Data in this exercise:
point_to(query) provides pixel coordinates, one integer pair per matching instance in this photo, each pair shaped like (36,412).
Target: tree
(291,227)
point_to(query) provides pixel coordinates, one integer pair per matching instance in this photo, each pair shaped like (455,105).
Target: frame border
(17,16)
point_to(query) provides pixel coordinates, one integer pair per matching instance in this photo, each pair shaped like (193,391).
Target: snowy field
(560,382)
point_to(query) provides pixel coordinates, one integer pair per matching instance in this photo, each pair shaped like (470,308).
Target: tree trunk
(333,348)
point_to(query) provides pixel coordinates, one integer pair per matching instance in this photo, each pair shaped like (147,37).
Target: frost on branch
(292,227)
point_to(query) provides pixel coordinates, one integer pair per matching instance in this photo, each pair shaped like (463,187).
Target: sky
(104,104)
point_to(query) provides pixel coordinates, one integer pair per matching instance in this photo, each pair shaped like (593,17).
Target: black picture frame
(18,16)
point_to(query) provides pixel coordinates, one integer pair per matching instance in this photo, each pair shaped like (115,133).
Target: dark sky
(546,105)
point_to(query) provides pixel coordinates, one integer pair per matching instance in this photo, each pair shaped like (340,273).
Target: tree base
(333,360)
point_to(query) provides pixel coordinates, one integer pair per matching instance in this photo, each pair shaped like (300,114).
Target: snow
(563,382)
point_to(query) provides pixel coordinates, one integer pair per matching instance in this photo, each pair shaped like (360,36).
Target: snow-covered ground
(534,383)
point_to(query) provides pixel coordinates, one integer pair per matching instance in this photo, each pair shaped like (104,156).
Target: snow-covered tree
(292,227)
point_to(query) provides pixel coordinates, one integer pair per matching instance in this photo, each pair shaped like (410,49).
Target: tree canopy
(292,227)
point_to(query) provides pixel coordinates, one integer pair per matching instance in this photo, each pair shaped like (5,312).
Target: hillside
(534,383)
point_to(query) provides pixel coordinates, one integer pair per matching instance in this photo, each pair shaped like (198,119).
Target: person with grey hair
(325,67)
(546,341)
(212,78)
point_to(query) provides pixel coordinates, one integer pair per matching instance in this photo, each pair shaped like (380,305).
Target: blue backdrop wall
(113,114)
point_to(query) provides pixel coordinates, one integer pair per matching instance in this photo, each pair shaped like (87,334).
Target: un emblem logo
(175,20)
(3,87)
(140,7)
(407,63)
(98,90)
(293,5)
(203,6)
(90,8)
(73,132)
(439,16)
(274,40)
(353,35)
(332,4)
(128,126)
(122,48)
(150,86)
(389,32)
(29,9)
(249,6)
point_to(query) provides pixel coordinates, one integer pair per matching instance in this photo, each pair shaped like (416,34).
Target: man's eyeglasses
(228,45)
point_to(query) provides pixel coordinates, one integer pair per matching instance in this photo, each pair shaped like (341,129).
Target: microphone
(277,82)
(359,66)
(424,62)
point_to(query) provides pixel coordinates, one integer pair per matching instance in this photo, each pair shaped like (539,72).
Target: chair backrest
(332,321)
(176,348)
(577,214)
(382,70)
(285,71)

What the exercise asks: Reproduce the listing above word for word, leaving every line unchanged.

Final answer:
point_to(query) provides pixel coordinates, one integer pair per matching instance in this photo, each pair shaped like (36,412).
Target: tree
(291,227)
point_to(query) provides pixel coordinates, one integer pair per matching instance in this photo, each pair shaped like (455,105).
Target: frame border
(17,16)
point_to(query) provides pixel coordinates, one integer pair per matching instance in this photo, each pair shaped like (193,391).
Target: snowy field
(560,382)
point_to(query) provides pixel coordinates, one integer pair per matching instance in this photo, each pair shaped like (470,308).
Target: tree trunk
(333,348)
point_to(query) provides pixel coordinates, one integer pair per matching instance in this photo, each pair shaped like (147,37).
Target: frost on branch
(292,227)
point_to(query) provides pixel coordinates, one integer pair per matching instance in this photo, each pair shaped like (463,187).
Target: sky
(104,104)
point_to(query) provides pixel coordinates, one integer pair per matching instance in this photo, each pair shaped like (593,17).
Target: black picture frame
(18,16)
point_to(query) provides pixel coordinates, one integer pair per matching instance in this photo, each pair shaped like (115,133).
Target: dark sky
(546,105)
point_to(query) provides pixel coordinates, one integer pair per matching instance in this photo, each pair shaped like (340,273).
Target: tree base
(333,360)
point_to(query) provides pixel coordinates, one integer pair per matching instance in this photo, each pair shaped like (300,114).
Target: snow
(563,382)
point_to(query) provides pixel coordinates, one integer pair per matching instance in this photo, each pair shaped like (360,36).
Target: snow-covered ground
(534,383)
point_to(query) provides pixel coordinates, one integer pair per matching instance in this photo, each pair shaped like (104,156).
Target: snow-covered tree
(292,227)
point_to(query) provides pixel coordinates, one integer pair per matching instance in this photo, each pair shaped like (410,49).
Target: tree canopy
(292,227)
point_to(query) provides pixel coordinates, one integer pair per matching instance in this photo, each pair shaped like (5,312).
Target: hillside
(534,383)
point_to(query) provides pixel coordinates, one integer pair per matching instance in this photo, each pair shaped like (198,119).
Target: person with grey hair
(325,67)
(546,341)
(212,78)
point_to(query) provides pixel coordinates, one integer pair per matching instance in this photo, each pair shaped like (380,305).
Target: blue backdrop wall
(113,114)
point_to(query) provides pixel coordinates, one integer pair per matching instance in this photo, each pair shaped like (87,334).
Target: un emblem logo
(175,20)
(3,87)
(140,7)
(407,63)
(98,90)
(293,5)
(203,6)
(90,8)
(73,132)
(439,16)
(274,40)
(353,35)
(332,4)
(128,126)
(122,48)
(150,86)
(389,32)
(29,9)
(249,6)
point_to(query) provides pixel coordinates, one integer pair per matching instance in this photo, each pair shaped like (416,34).
Target: man's eyeglasses
(228,45)
point_to(query) provides pixel coordinates, one integer pair per matching instance in this photo, each pair shaped like (341,129).
Target: microphone
(277,82)
(359,66)
(424,62)
point_to(query) provides pixel coordinates, one integer pair per matching instance in this photo, each pair shaped like (539,72).
Target: chair backrest
(332,321)
(176,348)
(577,214)
(382,70)
(285,71)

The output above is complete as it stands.